HD enthusiasts crying foul over cable TV's signal

By CHRIS WILLIAMS, Associated Press Writer
Mon Apr 21, 8:47 AM ET

MINNEAPOLIS - In Brent Swanson's basement home theater, there should be nothing drab about "Battlestar Galactica." He's got a high-end projector that beams the picture onto a wall painted like a silver screen, and speakers loom in the corners, flanking two big subwoofers.


Yet when he tuned in Sci Fi HD for a recent episode filmed in high definition, the image was soft and the darkest parts broke up into large blocks with no definition. Explosions, he said, were just dull.

"It kind of looked like they took the standard definition and just blew it up," said Swanson, a 33-year-old graphic designer and videographer who subscribes to Comcast Corp.'s TV service. "I couldn't really tell if what I was seeing was really better than what I saw on regular television."

As cable TV companies pack ever more HD channels into limited bandwidth, some owners of pricey plasma, projector and LCD TVs are complaining that they're not getting the high-def quality they paid for. They blame the increased signal compression being used to squeeze three digital HD signals into the bandwidth of one analog station.

The problem is viewers want more HD channels at a time when many cable and satellite providers are at the limits of their capacity, said Jim Willcox, a technology editor for Consumer Reports magazine.

"They have to figure out a way to deliver more HD content through their distribution networks," he said.

Compressing the signal is cheaper than costly infrastructure upgrades to increase capacity. Satellite TV providers — including DirecTV Group Inc. and Dish Network Corp. — also have the option of launching satellites to boost the number of HD channels on their systems.

* **REQUIRED WORK**:
Write out the passage of the article on HD cable signals between "The problem is" and "on their systems.", inclusive.

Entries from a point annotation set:

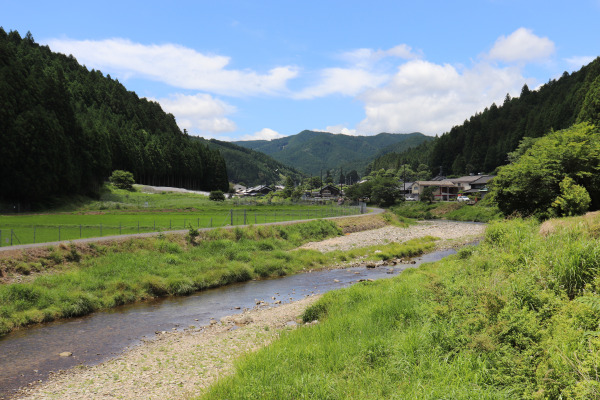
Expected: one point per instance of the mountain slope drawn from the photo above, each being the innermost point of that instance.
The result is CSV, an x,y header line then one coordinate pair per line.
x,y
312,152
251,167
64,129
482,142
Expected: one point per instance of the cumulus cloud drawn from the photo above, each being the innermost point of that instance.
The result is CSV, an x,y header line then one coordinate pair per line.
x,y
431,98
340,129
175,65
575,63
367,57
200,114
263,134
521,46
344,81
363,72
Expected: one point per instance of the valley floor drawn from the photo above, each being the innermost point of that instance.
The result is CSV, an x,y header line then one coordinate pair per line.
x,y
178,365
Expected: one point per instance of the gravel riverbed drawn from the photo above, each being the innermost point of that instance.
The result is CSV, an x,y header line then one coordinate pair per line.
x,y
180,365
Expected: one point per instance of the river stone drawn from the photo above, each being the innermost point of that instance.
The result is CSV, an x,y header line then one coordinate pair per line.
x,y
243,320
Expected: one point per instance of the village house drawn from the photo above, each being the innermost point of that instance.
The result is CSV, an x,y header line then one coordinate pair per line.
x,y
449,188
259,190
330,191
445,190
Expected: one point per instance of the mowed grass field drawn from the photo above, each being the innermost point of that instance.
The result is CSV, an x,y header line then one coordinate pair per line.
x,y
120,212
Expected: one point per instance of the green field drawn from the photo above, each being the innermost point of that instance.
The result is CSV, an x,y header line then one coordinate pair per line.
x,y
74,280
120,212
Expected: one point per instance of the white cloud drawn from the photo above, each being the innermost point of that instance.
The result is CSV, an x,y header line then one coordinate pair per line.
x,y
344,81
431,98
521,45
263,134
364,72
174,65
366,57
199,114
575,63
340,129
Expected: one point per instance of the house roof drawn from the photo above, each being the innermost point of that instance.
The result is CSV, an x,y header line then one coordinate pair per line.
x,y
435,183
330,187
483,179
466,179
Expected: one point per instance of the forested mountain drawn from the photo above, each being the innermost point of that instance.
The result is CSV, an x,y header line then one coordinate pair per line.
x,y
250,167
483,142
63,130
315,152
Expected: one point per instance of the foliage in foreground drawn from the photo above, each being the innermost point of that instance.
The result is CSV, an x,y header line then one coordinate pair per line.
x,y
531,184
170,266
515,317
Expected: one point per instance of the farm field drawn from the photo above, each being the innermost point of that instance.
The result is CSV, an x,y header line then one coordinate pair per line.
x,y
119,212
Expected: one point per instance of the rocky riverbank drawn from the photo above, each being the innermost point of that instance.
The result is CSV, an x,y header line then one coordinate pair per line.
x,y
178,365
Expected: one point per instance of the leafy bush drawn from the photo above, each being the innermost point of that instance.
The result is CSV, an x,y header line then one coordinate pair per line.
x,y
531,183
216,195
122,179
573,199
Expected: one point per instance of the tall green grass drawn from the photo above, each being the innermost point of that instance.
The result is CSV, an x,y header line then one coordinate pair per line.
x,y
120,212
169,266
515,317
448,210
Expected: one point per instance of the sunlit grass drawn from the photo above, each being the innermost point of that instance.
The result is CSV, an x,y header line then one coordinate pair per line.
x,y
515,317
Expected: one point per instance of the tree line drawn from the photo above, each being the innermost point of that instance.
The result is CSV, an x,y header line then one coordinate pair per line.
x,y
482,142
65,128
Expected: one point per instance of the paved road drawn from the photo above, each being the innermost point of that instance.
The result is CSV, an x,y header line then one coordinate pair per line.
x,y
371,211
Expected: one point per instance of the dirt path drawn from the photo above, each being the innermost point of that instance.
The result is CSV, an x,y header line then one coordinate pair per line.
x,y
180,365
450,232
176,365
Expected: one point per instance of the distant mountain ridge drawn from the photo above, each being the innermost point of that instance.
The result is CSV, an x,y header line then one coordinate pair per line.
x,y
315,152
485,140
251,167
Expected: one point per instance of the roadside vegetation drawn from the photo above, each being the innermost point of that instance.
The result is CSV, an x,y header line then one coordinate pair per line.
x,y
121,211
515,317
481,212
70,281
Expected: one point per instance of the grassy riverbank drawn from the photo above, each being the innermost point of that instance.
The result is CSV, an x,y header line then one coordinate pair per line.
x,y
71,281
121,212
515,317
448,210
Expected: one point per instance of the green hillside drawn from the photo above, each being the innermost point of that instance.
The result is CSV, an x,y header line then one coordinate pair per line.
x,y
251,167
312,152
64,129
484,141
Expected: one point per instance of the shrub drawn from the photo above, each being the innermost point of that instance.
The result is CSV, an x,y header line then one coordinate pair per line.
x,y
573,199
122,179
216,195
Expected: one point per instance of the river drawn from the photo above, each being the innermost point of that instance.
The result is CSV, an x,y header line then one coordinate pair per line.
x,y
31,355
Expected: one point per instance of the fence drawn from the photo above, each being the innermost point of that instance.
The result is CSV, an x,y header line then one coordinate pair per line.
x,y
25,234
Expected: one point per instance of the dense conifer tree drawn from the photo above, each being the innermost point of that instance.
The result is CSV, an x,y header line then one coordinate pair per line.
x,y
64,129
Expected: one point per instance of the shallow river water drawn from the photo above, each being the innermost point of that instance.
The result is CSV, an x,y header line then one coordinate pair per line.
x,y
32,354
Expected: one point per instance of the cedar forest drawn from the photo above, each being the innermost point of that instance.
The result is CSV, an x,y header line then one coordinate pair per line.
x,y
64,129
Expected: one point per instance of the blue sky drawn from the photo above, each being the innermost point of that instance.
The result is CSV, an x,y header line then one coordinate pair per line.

* **RESULT BELOW**:
The problem is viewers want more HD channels at a time when many cable and satellite providers are at the limits of their capacity, said Jim Willcox, a technology editor for Consumer Reports magazine.

"They have to figure out a way to deliver more HD content through their distribution networks," he said.

Compressing the signal is cheaper than costly infrastructure upgrades to increase capacity. Satellite TV providers — including DirecTV Group Inc. and Dish Network Corp. — also have the option of launching satellites to boost the number of HD channels on their systems.